Records from a data source
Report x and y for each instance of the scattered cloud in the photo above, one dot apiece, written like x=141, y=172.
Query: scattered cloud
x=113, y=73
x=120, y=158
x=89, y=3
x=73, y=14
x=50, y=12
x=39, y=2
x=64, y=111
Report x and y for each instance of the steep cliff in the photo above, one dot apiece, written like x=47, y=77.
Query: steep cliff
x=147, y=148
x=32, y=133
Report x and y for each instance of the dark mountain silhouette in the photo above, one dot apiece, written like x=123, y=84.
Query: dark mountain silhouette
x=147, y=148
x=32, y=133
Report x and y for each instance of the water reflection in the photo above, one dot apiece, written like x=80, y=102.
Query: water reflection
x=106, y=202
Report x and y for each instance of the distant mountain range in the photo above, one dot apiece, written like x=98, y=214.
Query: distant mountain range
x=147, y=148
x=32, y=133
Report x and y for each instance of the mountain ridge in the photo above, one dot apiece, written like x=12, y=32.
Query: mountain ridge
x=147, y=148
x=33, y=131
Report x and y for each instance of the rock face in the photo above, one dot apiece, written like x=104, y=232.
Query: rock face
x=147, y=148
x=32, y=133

■ **Aim of the task**
Transcribe every entry word for word.

■ **Task output**
Report x and y for each instance of the scattered cloud in the photo above, one dot apiece, written like x=141, y=172.
Query: scattered cloud
x=113, y=73
x=120, y=158
x=89, y=3
x=73, y=14
x=50, y=12
x=39, y=2
x=64, y=111
Report x and y for each instance of the steep cliff in the photo above, one dot apiece, written like x=47, y=77.
Query: steep cliff
x=147, y=148
x=32, y=133
Report x and y for each instance of the dark mountain silhouette in the photo above, one dot apiece, written like x=123, y=84.
Query: dark mountain silhouette
x=147, y=148
x=32, y=133
Report x and y for each instance of the water reflection in the photo above, one dot apiece, written like x=80, y=102.
Query: water reflection
x=106, y=202
Report x and y for each instance of the distant mountain range in the photo above, one dot apiece, written like x=98, y=214.
Query: distant mountain range
x=147, y=148
x=32, y=133
Report x and y for each instance of the mountain ridge in the photo above, one dot apiece, written like x=12, y=32.
Query: mountain ridge
x=147, y=148
x=33, y=131
Report x and y for each instance of the rock face in the photo above, one dot apiece, written like x=104, y=232.
Query: rock face
x=147, y=148
x=32, y=133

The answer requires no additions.